■ Task to carry out: Please count the lines in the records below that contain the string "dark" and reply with that number alone.

+++

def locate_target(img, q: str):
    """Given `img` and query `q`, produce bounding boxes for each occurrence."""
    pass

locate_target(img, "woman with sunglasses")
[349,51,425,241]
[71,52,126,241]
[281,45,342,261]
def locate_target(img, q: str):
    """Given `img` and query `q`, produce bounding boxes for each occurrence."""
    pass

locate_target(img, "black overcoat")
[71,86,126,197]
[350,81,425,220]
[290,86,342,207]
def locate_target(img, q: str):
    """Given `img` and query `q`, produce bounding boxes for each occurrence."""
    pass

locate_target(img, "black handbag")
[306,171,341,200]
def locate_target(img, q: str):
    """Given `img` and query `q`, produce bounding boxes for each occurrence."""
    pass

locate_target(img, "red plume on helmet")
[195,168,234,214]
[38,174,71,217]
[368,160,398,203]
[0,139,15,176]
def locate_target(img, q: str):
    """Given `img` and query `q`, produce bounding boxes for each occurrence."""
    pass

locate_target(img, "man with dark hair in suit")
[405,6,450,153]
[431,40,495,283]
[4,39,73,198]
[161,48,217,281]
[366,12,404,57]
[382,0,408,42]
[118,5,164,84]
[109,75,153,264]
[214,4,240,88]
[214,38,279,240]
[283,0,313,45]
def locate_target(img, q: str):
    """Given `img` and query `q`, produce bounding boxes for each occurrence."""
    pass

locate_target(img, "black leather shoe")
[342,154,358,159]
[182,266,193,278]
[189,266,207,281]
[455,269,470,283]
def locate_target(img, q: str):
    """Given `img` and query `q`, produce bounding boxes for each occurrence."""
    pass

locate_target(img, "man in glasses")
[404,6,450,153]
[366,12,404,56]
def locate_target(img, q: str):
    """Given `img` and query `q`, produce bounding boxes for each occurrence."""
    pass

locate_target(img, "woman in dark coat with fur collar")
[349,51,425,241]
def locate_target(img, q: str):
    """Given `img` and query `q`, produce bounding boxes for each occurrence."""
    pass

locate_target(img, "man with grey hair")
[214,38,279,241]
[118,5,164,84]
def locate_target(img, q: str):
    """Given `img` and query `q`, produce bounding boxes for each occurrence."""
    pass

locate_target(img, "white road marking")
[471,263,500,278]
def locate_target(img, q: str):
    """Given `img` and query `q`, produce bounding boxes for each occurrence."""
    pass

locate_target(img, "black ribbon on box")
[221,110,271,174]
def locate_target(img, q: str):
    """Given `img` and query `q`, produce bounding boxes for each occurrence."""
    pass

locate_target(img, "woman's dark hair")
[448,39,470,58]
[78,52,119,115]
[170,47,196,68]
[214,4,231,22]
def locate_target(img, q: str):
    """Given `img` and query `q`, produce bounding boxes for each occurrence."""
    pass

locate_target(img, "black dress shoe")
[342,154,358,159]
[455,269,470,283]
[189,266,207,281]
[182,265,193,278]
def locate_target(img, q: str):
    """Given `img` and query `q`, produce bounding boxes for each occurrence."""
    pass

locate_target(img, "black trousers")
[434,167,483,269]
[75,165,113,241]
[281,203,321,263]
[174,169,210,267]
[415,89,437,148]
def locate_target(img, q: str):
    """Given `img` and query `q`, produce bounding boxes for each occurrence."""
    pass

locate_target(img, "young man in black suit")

+++

■ Written answer: 3